WORK TO BE COMPLETED: Rewrite the part that opens with the line containing "trace: <item>hexagon logo icon</item>" and closes with the line containing "POLYGON ((19 85, 82 84, 85 50, 5 53, 19 85))", swapping "whole pixels" for "integer pixels" and leaving everything else unchanged.

+++ MATERIAL FOR THIS EXERCISE

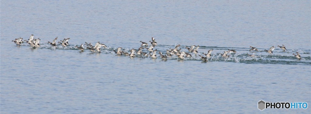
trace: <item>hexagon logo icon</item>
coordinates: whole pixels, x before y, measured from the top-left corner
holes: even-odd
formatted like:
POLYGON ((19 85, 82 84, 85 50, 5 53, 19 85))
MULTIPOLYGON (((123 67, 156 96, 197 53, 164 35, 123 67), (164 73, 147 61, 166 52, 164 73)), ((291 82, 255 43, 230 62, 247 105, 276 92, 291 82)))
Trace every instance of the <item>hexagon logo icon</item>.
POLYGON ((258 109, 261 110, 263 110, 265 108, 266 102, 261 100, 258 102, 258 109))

++++++
+++ MATERIAL FOR THIS EXERCISE

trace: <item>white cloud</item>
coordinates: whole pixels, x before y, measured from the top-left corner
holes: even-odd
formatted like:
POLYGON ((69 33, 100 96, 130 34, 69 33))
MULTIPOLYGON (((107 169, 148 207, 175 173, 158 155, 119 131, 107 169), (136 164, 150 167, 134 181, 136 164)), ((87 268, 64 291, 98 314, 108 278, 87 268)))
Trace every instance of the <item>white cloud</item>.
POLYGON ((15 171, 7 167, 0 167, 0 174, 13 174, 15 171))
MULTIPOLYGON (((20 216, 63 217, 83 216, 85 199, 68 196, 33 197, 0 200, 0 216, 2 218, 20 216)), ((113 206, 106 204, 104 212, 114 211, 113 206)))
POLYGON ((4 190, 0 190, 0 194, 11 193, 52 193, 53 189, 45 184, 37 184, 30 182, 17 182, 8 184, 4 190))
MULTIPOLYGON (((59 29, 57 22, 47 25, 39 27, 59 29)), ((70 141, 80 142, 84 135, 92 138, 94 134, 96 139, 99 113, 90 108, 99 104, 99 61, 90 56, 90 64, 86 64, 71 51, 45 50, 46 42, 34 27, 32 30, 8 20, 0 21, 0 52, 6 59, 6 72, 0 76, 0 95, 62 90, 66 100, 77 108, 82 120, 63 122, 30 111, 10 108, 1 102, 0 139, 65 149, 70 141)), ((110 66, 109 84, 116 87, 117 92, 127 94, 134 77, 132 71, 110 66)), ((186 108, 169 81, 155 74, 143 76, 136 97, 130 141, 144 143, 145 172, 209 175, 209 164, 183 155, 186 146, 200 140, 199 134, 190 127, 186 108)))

++++++
+++ MATERIAL FOR THIS EXERCISE

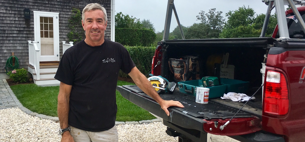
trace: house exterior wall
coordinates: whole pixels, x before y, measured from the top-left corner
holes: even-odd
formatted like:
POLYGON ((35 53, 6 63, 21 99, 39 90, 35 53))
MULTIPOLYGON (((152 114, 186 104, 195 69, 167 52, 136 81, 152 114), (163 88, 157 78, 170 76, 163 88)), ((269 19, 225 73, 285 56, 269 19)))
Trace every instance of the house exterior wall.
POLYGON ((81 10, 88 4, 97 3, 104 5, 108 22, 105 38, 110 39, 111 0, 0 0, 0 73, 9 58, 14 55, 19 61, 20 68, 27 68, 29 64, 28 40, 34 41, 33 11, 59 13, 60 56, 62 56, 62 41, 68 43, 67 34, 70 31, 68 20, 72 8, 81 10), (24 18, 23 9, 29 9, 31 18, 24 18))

++++++

COMPLETE RESPONSE:
trace: <item>hexagon logo icon</item>
coordinates: integer pixels, x before y, measured from the top-left corner
holes: even-odd
formatted like:
POLYGON ((19 85, 82 84, 85 50, 5 53, 19 85))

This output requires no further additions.